> **PROBLEM DETAILS**
Copy every one of the following lines back word for word, changing nothing.

> **RAW DATA**
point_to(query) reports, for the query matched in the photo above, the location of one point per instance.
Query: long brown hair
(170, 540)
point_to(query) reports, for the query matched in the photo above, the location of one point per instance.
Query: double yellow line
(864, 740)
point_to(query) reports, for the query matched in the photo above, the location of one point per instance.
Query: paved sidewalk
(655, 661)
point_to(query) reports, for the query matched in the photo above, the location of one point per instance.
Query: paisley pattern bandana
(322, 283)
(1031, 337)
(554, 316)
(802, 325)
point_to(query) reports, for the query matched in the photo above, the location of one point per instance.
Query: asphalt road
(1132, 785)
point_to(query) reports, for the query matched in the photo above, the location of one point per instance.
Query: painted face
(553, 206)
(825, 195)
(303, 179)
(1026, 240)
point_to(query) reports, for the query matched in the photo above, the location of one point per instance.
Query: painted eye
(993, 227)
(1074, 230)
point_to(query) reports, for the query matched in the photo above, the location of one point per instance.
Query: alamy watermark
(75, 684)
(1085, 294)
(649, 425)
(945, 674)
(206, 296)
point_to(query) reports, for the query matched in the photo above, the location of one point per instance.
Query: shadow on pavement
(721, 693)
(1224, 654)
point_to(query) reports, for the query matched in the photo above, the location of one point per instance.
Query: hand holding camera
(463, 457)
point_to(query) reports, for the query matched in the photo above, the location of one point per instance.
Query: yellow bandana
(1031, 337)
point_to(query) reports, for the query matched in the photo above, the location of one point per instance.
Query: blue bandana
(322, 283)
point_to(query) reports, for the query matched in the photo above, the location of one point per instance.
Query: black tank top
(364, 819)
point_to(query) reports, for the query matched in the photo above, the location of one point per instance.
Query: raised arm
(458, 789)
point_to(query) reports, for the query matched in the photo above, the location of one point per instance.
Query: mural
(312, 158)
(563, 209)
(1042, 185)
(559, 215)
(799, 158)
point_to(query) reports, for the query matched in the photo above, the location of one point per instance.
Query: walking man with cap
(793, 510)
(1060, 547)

> **THE REPLY**
point_to(query) reports, for the query matched in the photo above, the location of one point per instance.
Query: long brown hair
(170, 540)
point_to(query) reports, for the query matched in the photo above, the location of one point per instance.
Query: double yellow line
(864, 740)
point_to(query) reports, for the query matched in the photo above, the location of one point per instance.
Query: paved sidewalk
(655, 661)
point_to(query) reports, for the query matched in the photo above, the location of one point per instance.
Query: paisley pattern bandana
(322, 283)
(1031, 337)
(554, 316)
(802, 325)
point_to(query) reports, for the query matched in the photo above, the location of one point per instance.
Query: asphalt road
(1132, 785)
point_to(query) reports, for the query matched in the photo above, the location of one point per instance.
Query: painted face
(553, 206)
(825, 195)
(303, 179)
(1026, 240)
point_to(query) reports, for the query matched in the photo above, the location of one point per instance.
Query: painted eye
(993, 227)
(1074, 230)
point_to(query) reports, for the query matched in the photo above, the location of one point per instance.
Query: alamy watermark
(75, 684)
(1085, 294)
(649, 425)
(945, 674)
(206, 296)
point_to(query) reports, for the query matched in the photo above, the location of one point per instance.
Query: shadow on pavement
(721, 693)
(1224, 654)
point_to(query) reports, for the query matched in the photo above, the location of one point per instance.
Query: hand holding camera
(463, 457)
point_to(query) reports, for the query matched in the photo above, the location of one point per instance.
Query: yellow bandana
(1031, 337)
point_to(query) reports, for the query matched in the photo above, the location of one point per instance.
Query: blue bandana
(322, 283)
point_to(query) reports, for the query matched in the photo above, the location of one point per instance.
Query: black tank top
(364, 819)
point_to(query) reports, for the query matched in the photo above, the location of one point per instance.
Query: raised arm
(458, 789)
point_to(query) reports, for the query matched in the photo above, the location of one point per instance.
Query: mural
(312, 158)
(563, 209)
(1042, 185)
(559, 215)
(799, 158)
point_to(query) reports, for the query matched in the photo above, the location of one point per instance.
Query: walking man with cap
(793, 510)
(1060, 547)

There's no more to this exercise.